**ABOUT THIS EXERCISE**: If a line in the entries contains the word "club", list it.

**DATA FOR ANALYSIS**:

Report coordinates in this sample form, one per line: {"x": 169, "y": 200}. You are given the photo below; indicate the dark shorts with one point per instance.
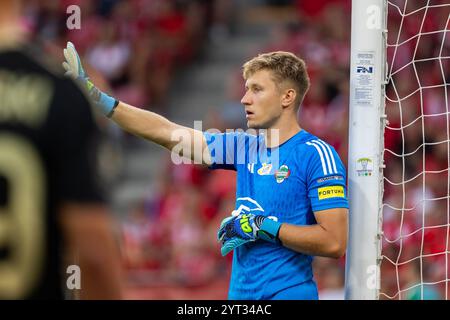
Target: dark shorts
{"x": 305, "y": 291}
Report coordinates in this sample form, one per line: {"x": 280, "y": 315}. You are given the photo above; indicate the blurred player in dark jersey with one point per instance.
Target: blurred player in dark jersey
{"x": 51, "y": 210}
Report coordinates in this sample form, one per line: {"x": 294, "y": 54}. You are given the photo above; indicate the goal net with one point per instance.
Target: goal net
{"x": 415, "y": 258}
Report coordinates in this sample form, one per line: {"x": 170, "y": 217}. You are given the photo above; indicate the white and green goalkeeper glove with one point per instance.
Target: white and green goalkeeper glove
{"x": 235, "y": 231}
{"x": 74, "y": 69}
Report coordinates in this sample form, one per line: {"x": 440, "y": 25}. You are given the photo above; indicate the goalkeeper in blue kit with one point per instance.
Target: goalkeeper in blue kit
{"x": 291, "y": 198}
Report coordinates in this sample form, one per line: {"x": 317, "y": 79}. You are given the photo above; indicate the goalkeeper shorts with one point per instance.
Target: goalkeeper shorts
{"x": 304, "y": 291}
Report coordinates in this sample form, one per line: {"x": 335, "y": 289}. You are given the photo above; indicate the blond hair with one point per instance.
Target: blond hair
{"x": 285, "y": 66}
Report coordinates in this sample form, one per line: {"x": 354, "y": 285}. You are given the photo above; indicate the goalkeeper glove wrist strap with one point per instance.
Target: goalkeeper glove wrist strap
{"x": 269, "y": 230}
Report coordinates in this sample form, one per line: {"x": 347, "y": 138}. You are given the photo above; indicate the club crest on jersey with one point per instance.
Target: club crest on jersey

**EXERCISE ANSWER**:
Report coordinates in this sample form, one per line: {"x": 347, "y": 138}. You are given the photo above; indicate the club crest on jersey with one point per instance.
Target: club crest on jersey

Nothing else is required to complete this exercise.